* Supplied text *
In contrast, eruption at mid-ocean ridges will occur in deep water, and never subaerially, and so any intercalated sediments in such sequences will be deep-water sediments. However, basalts forming the OJP were clearly erupted in a marine, and possibly deep marine environment (deeper than the Aptian calcium carbonate compensation depth), so the absence of shallow water criteria does not preclude an oceanic plateau origin. Furthermore, obducted sequences of Cretaceous oceanic plateaux do not possess sheeted dyke complexes, which are believed to be typical of oceanic crust formed at mid-ocean ridges (Saunders et al., 1996; Kerr et al., 1997b, 1998).

From the above discussion it is clear that the geological discriminants of oceanic plateaux may be ambiguous, especially in ancient terranes. It is for this reason that we must turn to geochemical criteria to distinguish mid-ocean ridge from plateau sequences.

Dataset entries:
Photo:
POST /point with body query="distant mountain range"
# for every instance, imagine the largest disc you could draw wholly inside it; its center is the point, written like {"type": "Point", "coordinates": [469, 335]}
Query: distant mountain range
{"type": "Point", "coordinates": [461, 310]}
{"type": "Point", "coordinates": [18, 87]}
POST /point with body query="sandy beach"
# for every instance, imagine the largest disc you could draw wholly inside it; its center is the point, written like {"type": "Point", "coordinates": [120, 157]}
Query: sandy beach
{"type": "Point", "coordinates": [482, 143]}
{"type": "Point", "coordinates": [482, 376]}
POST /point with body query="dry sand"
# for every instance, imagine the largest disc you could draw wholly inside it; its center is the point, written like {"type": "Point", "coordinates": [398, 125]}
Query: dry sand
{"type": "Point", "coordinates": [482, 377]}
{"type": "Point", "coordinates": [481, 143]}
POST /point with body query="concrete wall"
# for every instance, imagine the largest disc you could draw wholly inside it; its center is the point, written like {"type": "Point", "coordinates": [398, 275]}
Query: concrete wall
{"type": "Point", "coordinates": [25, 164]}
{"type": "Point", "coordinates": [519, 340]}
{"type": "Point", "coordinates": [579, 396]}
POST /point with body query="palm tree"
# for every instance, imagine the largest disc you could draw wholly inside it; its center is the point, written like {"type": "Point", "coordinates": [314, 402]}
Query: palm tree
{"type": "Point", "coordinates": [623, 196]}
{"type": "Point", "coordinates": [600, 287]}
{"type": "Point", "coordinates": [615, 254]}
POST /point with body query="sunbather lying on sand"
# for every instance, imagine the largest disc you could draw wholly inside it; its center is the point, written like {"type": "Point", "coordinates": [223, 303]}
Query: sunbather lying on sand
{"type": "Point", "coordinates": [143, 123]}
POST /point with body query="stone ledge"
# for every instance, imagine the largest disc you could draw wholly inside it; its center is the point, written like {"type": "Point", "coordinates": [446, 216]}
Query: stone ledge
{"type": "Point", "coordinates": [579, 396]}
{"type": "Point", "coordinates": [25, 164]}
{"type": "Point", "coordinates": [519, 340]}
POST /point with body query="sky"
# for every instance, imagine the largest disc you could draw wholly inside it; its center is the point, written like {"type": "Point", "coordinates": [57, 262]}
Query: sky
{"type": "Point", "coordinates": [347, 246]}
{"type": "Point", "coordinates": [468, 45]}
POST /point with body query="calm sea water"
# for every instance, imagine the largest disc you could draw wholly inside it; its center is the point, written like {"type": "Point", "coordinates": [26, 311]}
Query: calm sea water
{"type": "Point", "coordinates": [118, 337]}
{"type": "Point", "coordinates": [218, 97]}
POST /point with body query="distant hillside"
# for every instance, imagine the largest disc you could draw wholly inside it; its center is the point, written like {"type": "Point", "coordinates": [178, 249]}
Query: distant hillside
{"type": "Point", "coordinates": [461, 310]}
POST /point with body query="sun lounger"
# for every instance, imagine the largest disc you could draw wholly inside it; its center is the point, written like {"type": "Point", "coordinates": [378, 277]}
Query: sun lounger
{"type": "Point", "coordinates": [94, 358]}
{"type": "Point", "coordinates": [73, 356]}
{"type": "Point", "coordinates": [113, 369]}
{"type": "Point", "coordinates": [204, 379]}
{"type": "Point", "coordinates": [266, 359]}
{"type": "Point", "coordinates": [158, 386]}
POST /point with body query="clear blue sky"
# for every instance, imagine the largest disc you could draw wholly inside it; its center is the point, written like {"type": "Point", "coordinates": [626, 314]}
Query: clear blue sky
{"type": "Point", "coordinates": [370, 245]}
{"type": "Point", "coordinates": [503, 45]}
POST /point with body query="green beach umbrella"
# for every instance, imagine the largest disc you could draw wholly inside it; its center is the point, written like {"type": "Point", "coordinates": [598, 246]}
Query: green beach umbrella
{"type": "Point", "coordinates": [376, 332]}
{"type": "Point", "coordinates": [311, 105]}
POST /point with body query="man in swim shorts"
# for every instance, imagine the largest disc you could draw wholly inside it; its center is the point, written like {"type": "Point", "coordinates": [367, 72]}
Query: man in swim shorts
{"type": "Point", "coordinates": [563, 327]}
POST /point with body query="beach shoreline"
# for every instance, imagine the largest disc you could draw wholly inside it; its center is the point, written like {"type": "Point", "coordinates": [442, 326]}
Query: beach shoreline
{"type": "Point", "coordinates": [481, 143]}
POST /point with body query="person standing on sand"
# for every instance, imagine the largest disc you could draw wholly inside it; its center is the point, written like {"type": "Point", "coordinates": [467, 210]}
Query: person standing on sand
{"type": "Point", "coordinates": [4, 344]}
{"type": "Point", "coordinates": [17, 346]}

* Set task 1 *
Report how many lines of the records contain the string "wall". Give only the number.
* Set task 2 *
Write the next part of the passage on oceanic plateaux, beginning immediately after its final sentence.
The passage on oceanic plateaux and the records were taken from unrelated sources.

* Expected output 1 *
2

* Expected output 2 *
Most Cretaceous oceanic plateau lava sequences possess relatively flat chondrite-normalized REE patterns (La_n/Nd_n 1) and can contain picrites and komatiites, whereas most mid-ocean ridge basalt (MORB) suites have depleted light REE (LREE) and rarely contain high-MgO lavas. Although it is possible for plume-derived lavas to be depleted in the LREE (Kerr et al., 1995b; Fitton et al., 1997), LREE-depleted oceanic plateau lavas can generally be recognized by their higher MgO content and/or their higher Nb/Y ratios than MORB (Fig. 5c). As mentioned above, it may be difficult to identify and characterize Archaean oceanic crust, which will have enhanced thickness and an increased amount of high-MgO rocks (as a result of higher mantle source temperatures), and perhaps a less depleted composition.

Oceanic plateaux and back-arc basins
Basalts erupted in back-arc basin (BAB) settings are potentially the most difficult to distinguish from oceanic plateau basalts. Often they possess flat chondrite-normalized REE patterns, and frequently are found as pillow lavas (Saunders & Tarney, 1984). Additionally, like mid-ocean ridges, the small spreading centres related to volcanic arc activity may produce crust of a similar thickness to oceanic crust, and sheeted dykes may also be present. The preservation potential of back-arc basins is high, because they are on the upper plate and hence more likely than normal oceanic crust to be obducted during continent–arc or arc–arc collisions. For this reason, many ophiolite complexes are considered as having formed in a supra-subduction zone setting.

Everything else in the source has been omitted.